[What the exercise asks] Rewrite everything from the line containing "For the evaluation set, pick out each instance of the copper" down to the line containing "x=689 y=170", both ends included, with the requests kept unchanged, their sample coordinates too. Scale every coordinate in the answers by 0.5, rounding to whole numbers with halves going up.

[Stored entries]
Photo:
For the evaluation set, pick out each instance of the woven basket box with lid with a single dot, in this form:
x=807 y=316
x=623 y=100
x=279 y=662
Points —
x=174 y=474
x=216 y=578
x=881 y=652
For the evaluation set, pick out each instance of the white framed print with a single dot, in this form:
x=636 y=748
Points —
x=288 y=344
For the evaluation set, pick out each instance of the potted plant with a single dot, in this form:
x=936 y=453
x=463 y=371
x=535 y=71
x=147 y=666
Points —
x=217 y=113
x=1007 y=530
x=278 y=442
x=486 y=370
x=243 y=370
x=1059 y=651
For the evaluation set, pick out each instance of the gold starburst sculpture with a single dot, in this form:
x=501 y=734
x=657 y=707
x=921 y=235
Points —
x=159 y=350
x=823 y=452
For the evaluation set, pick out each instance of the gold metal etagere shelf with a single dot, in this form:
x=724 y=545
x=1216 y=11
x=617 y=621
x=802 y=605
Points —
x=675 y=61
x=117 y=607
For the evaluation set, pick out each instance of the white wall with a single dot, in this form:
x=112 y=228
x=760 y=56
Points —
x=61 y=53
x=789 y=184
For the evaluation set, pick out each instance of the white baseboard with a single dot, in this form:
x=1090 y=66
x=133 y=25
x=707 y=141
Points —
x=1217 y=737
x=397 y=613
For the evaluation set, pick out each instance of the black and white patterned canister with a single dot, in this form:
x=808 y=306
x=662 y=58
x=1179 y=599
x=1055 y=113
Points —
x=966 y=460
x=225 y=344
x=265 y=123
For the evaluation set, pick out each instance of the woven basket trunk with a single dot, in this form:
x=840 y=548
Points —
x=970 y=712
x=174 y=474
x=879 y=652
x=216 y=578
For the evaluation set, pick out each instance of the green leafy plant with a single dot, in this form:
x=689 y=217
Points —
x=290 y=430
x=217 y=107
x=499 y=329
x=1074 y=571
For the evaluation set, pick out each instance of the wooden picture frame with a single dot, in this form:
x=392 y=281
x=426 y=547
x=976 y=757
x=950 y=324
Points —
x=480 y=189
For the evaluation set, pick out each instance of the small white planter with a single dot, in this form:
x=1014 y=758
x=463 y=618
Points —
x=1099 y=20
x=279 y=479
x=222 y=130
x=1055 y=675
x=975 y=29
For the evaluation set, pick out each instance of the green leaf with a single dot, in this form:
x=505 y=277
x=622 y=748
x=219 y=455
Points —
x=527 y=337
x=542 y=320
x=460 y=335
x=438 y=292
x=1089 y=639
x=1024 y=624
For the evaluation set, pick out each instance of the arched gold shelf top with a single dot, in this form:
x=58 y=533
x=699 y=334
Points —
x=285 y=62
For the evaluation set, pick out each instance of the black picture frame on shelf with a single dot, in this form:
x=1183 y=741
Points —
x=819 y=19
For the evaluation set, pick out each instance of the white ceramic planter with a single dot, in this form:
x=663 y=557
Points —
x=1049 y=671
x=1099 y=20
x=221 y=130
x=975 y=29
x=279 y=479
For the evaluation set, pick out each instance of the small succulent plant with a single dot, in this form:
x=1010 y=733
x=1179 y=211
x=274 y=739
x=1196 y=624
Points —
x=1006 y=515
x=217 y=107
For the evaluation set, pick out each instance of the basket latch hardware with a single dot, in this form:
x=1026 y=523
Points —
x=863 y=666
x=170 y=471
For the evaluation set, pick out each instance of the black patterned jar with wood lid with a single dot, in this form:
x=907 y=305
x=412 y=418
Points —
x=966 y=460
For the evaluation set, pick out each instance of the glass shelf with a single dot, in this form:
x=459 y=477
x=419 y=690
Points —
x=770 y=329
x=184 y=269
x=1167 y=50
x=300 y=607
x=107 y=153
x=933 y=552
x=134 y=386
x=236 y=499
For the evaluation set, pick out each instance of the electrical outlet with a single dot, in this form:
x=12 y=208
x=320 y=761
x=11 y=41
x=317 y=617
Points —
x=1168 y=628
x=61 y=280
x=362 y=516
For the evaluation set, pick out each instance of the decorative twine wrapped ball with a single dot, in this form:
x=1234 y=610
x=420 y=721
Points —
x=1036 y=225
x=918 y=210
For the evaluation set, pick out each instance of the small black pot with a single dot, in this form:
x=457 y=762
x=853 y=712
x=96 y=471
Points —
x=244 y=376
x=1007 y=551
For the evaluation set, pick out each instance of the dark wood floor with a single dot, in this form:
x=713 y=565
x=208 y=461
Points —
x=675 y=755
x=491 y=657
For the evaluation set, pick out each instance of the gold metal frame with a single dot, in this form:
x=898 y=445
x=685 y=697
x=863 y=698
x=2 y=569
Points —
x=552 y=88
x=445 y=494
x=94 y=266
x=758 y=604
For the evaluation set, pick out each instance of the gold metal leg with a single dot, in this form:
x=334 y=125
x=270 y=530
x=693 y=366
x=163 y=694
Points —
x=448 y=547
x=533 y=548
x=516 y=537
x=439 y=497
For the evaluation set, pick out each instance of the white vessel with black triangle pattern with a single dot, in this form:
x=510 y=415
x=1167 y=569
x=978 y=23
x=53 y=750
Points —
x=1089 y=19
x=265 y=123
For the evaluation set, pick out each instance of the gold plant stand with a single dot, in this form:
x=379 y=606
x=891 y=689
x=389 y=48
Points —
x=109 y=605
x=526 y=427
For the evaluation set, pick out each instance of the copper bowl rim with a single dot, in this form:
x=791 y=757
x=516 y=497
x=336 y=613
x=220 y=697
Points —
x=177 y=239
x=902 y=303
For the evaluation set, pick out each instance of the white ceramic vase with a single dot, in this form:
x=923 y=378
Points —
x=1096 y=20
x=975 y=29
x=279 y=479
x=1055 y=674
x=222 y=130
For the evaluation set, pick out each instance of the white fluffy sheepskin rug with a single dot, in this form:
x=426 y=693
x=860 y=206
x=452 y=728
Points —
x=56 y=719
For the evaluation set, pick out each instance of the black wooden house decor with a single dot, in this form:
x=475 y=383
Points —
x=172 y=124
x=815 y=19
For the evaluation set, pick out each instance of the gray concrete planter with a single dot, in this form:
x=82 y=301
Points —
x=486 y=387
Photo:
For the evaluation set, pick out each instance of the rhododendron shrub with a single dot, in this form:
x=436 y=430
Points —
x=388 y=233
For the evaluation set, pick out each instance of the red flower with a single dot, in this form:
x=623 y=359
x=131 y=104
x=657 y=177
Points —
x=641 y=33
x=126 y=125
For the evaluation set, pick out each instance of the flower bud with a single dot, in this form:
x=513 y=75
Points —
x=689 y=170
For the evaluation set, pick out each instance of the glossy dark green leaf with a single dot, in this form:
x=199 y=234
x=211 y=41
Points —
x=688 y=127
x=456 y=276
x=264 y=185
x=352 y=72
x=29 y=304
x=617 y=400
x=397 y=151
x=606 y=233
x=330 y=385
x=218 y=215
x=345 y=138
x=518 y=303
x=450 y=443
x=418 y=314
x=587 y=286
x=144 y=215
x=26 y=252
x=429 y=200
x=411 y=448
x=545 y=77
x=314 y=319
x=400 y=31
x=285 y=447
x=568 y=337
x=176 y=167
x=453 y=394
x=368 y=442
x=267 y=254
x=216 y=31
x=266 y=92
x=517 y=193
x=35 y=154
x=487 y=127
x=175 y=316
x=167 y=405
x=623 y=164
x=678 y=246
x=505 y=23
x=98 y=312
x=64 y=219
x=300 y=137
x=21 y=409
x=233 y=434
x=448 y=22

[Exercise response]
For the evaluation set, pick out each instance of the copper bowl rim with a single dot, in this form:
x=791 y=757
x=516 y=497
x=336 y=613
x=220 y=697
Points —
x=89 y=120
x=451 y=152
For the evaluation set, pick out each instance of the white ceramic vase with a single dot, in this form:
x=923 y=378
Points —
x=548 y=10
x=488 y=15
x=140 y=240
x=528 y=337
x=111 y=65
For the evaluation set, pick out each instance of the white fluffy sheepskin rug with a single dot, in this form:
x=426 y=693
x=860 y=206
x=452 y=728
Points —
x=28 y=360
For the evaluation set, pick out each instance of the black wooden house decor with a single dot, in this form:
x=475 y=383
Points —
x=86 y=62
x=408 y=10
For the evaluation set, pick out each instance of the gray concrete planter with a single dot, in this form:
x=82 y=301
Points —
x=243 y=194
Photo:
For the evaluation set, pick out each instance of the rhododendron shrub with a single dot, in this form:
x=436 y=430
Points —
x=194 y=117
For the evaluation set, pick out each instance of the red flower with a single dot, in this form:
x=623 y=359
x=131 y=104
x=657 y=177
Points —
x=321 y=17
x=63 y=63
For the evaluation set, pick out each instance of the flower bud with a single dot, in this form:
x=513 y=75
Points —
x=345 y=85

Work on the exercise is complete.